▶ **Exercise**
Render the material again word for word, skipping the pictures in it.

▶ **Source material**
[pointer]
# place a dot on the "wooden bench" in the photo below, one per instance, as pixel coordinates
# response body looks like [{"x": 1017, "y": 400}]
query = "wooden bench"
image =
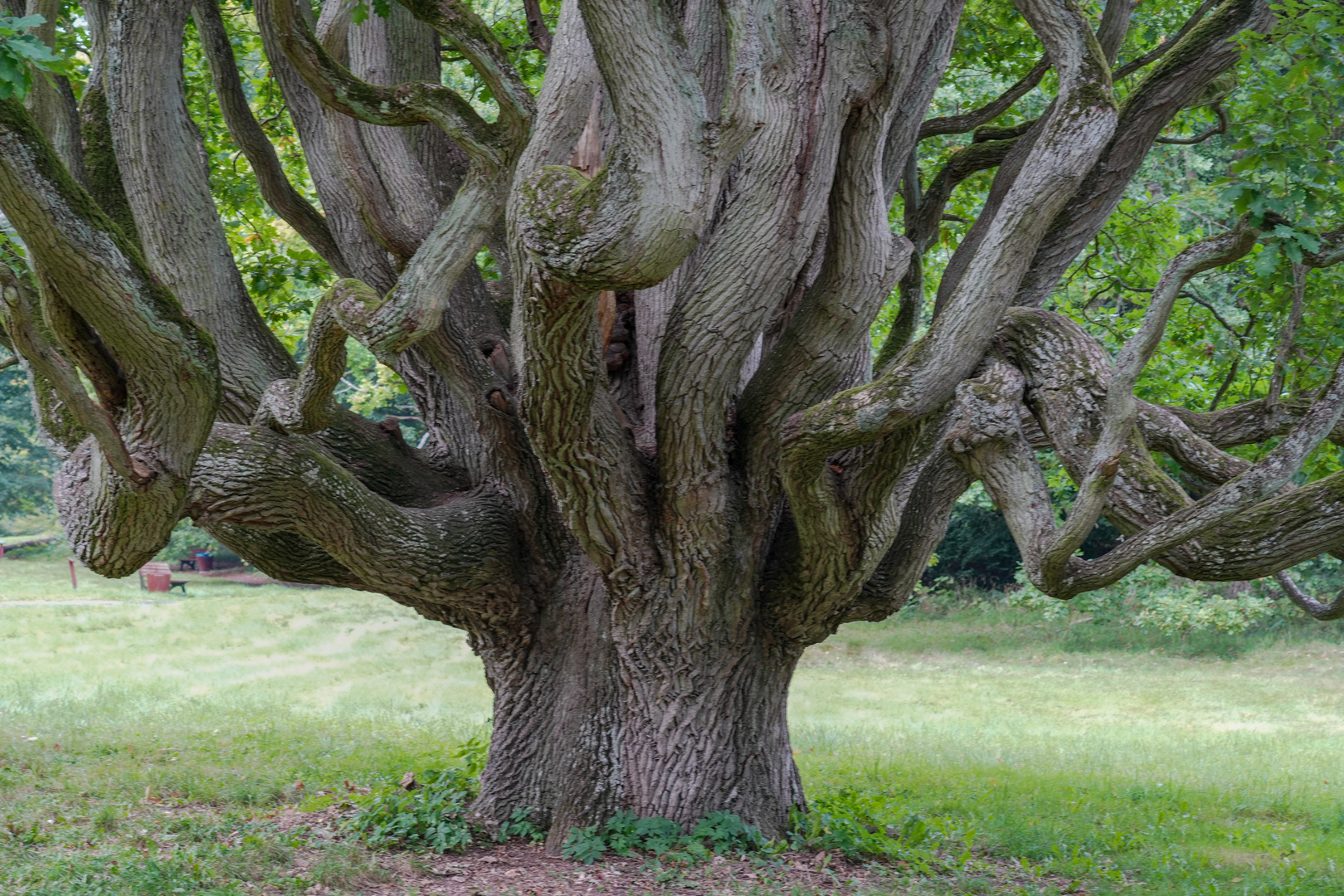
[{"x": 160, "y": 571}]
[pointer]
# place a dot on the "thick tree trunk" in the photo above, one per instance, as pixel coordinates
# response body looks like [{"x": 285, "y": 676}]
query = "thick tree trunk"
[{"x": 587, "y": 723}]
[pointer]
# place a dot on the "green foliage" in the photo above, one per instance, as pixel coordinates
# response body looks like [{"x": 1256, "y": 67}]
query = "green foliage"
[
  {"x": 26, "y": 465},
  {"x": 1287, "y": 152},
  {"x": 21, "y": 54},
  {"x": 1152, "y": 598},
  {"x": 858, "y": 825},
  {"x": 431, "y": 817},
  {"x": 719, "y": 833}
]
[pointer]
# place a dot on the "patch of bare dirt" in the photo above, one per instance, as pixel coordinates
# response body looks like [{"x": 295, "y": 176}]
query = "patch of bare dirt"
[{"x": 524, "y": 869}]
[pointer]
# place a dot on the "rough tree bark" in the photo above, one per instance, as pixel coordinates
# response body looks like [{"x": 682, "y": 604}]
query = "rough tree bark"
[{"x": 640, "y": 542}]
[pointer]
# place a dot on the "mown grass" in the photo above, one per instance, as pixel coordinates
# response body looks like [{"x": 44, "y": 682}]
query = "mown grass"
[{"x": 143, "y": 744}]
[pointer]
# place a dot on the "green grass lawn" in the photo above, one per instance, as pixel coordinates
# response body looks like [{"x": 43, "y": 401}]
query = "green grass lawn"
[{"x": 1207, "y": 765}]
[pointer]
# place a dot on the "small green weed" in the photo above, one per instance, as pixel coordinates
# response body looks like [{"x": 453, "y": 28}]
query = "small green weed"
[
  {"x": 719, "y": 833},
  {"x": 431, "y": 817}
]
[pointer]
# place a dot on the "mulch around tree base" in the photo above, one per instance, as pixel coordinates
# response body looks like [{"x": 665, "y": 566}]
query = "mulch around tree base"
[{"x": 524, "y": 869}]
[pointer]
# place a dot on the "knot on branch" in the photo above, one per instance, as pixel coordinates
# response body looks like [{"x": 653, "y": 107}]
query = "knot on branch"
[
  {"x": 558, "y": 210},
  {"x": 988, "y": 409},
  {"x": 283, "y": 409}
]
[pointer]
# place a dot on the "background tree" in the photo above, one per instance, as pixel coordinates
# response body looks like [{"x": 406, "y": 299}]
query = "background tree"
[{"x": 628, "y": 271}]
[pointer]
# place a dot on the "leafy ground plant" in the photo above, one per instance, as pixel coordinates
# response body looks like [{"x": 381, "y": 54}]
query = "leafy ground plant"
[
  {"x": 1101, "y": 752},
  {"x": 717, "y": 835},
  {"x": 433, "y": 816}
]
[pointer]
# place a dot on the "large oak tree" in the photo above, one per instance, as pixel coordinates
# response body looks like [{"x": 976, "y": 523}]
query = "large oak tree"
[{"x": 660, "y": 457}]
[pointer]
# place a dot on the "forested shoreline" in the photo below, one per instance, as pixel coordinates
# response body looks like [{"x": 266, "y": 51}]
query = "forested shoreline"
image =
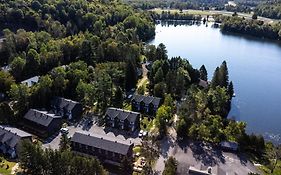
[{"x": 251, "y": 27}]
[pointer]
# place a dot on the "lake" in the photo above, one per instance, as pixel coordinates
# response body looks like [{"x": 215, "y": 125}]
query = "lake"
[{"x": 254, "y": 67}]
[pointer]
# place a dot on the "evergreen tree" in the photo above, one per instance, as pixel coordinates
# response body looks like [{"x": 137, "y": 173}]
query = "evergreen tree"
[
  {"x": 230, "y": 90},
  {"x": 216, "y": 78},
  {"x": 159, "y": 76},
  {"x": 64, "y": 142},
  {"x": 131, "y": 75},
  {"x": 161, "y": 52},
  {"x": 203, "y": 73},
  {"x": 223, "y": 75}
]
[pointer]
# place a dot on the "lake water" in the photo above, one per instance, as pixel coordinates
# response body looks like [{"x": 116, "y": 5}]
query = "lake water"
[{"x": 254, "y": 66}]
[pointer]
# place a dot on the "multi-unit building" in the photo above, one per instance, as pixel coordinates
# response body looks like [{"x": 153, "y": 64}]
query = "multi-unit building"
[
  {"x": 66, "y": 108},
  {"x": 31, "y": 81},
  {"x": 41, "y": 123},
  {"x": 11, "y": 139},
  {"x": 122, "y": 119},
  {"x": 145, "y": 104},
  {"x": 107, "y": 149}
]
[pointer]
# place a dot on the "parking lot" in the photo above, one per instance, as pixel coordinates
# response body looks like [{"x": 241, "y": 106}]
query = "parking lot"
[{"x": 92, "y": 127}]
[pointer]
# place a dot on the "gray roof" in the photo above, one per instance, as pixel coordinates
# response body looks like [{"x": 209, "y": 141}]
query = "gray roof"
[
  {"x": 104, "y": 142},
  {"x": 11, "y": 136},
  {"x": 147, "y": 99},
  {"x": 122, "y": 114},
  {"x": 31, "y": 81},
  {"x": 40, "y": 117},
  {"x": 229, "y": 144},
  {"x": 64, "y": 103}
]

▶ **Finished answer**
[pointer]
# place a dot on the "wooden bench" in the photo below, one per instance, as pixel coordinates
# response body looks like [{"x": 1017, "y": 400}]
query = "wooden bench"
image =
[{"x": 160, "y": 571}]
[pointer]
# place a dot on the "thick tree trunk" in the photo above, one per instance, as pixel coordinates
# response body looks like [{"x": 285, "y": 676}]
query = "thick tree trunk"
[{"x": 587, "y": 723}]
[pointer]
# place a dot on the "green foliage" in the photo above, one per instance, as pixel coordinates
# response body looks like [{"x": 1256, "y": 67}]
query = "green foliage"
[
  {"x": 26, "y": 465},
  {"x": 1287, "y": 152},
  {"x": 21, "y": 54},
  {"x": 1152, "y": 598},
  {"x": 858, "y": 825},
  {"x": 431, "y": 817},
  {"x": 719, "y": 833}
]
[pointer]
# place a dot on the "patch of bare dirt" in the photo above, one per instance, as pixel coordinates
# response body looks like [{"x": 295, "y": 176}]
query = "patch of bare dirt"
[{"x": 524, "y": 869}]
[pointer]
# place a dot on the "rough tree bark" in the photo above, one per instance, as pixel coordinates
# response body looks like [{"x": 682, "y": 604}]
query = "rough tree bark"
[{"x": 640, "y": 542}]
[pointer]
# place a dot on the "mown grass" in the photo above, one per instance, as pixel coordinates
# response body looks like [{"x": 44, "y": 682}]
query = "mown grass"
[{"x": 143, "y": 744}]
[pointer]
# place a dot on the "green grass lawn" in the photo above, one per instance, as pixel coordinates
# response body looks like [{"x": 43, "y": 401}]
query = "green grass lawn"
[{"x": 1207, "y": 765}]
[pointer]
# place a dot on the "small green weed" in the photo above, one per instance, as pixel coordinates
# response body looks like [{"x": 453, "y": 28}]
query = "small green weed"
[
  {"x": 719, "y": 833},
  {"x": 431, "y": 817}
]
[pointer]
# place a dot on the "mulch around tree base" in the photo above, one per instance, as pixel coordinates
# response body looks like [{"x": 665, "y": 566}]
query = "mulch around tree base"
[{"x": 524, "y": 869}]
[pointer]
# place a dot on the "knot on branch" in the photo above, one per instance, as pixel coordinates
# response body looks like [{"x": 653, "y": 107}]
query = "knot on branch"
[
  {"x": 558, "y": 210},
  {"x": 988, "y": 409},
  {"x": 283, "y": 409}
]
[pointer]
# place a dot on the "background tree" in the photo above, one per instance, as pixel coordinates
# response body looks like [{"x": 406, "y": 299}]
query = "background tree"
[{"x": 628, "y": 271}]
[pointer]
# place a dot on the "leafy ground plant" in the photo above, one per instance, as pixel coordinates
# response body looks like [{"x": 381, "y": 54}]
query = "leafy ground plant"
[
  {"x": 1101, "y": 752},
  {"x": 717, "y": 835},
  {"x": 433, "y": 816}
]
[pointer]
# place a dot on the "large oak tree" in the photo above, one per instance, as pixel coordinates
# response body looks like [{"x": 976, "y": 523}]
query = "large oak tree"
[{"x": 660, "y": 457}]
[pointer]
# place a dot on the "forested shoreline" in the photo below, one per instance, as pixel coordinates
# response body looks like [{"x": 266, "y": 51}]
query = "forested shoreline"
image =
[{"x": 251, "y": 27}]
[pointer]
# place a dot on the "lake" in the photo above, one per instance, as pixel coordinates
# response body looks like [{"x": 215, "y": 125}]
query = "lake"
[{"x": 254, "y": 67}]
[pointer]
# place a dot on the "evergreen tree" in the photo above, one per instance, as pixel coordinates
# response body looks like [{"x": 137, "y": 173}]
query = "evergreen tree"
[
  {"x": 230, "y": 90},
  {"x": 216, "y": 78},
  {"x": 159, "y": 76},
  {"x": 64, "y": 142},
  {"x": 131, "y": 75},
  {"x": 161, "y": 52},
  {"x": 203, "y": 73},
  {"x": 223, "y": 75}
]
[pointer]
# place a dot on the "lake water" in the photo above, one per instance, as pixel coordinates
# response body looks like [{"x": 116, "y": 5}]
query = "lake water"
[{"x": 254, "y": 66}]
[pointer]
# place a dot on the "multi-unit building" in the photo above, one per instance, as pixel coordinates
# response body looks like [{"x": 153, "y": 64}]
query = "multi-unit building"
[
  {"x": 66, "y": 108},
  {"x": 31, "y": 81},
  {"x": 41, "y": 123},
  {"x": 11, "y": 139},
  {"x": 122, "y": 119},
  {"x": 145, "y": 104},
  {"x": 107, "y": 149}
]
[pointer]
# place a dot on the "parking lot" in the photo above, one per instance, as pixel coordinates
# response body looks like [{"x": 241, "y": 106}]
query = "parking lot"
[{"x": 92, "y": 127}]
[pointer]
# place a dot on the "gray roof" in the photo above, one per instance, as pixel coordinates
# response body looks like [{"x": 209, "y": 141}]
query = "gray roof"
[
  {"x": 104, "y": 142},
  {"x": 11, "y": 136},
  {"x": 147, "y": 99},
  {"x": 122, "y": 114},
  {"x": 31, "y": 81},
  {"x": 40, "y": 117},
  {"x": 229, "y": 144},
  {"x": 64, "y": 103}
]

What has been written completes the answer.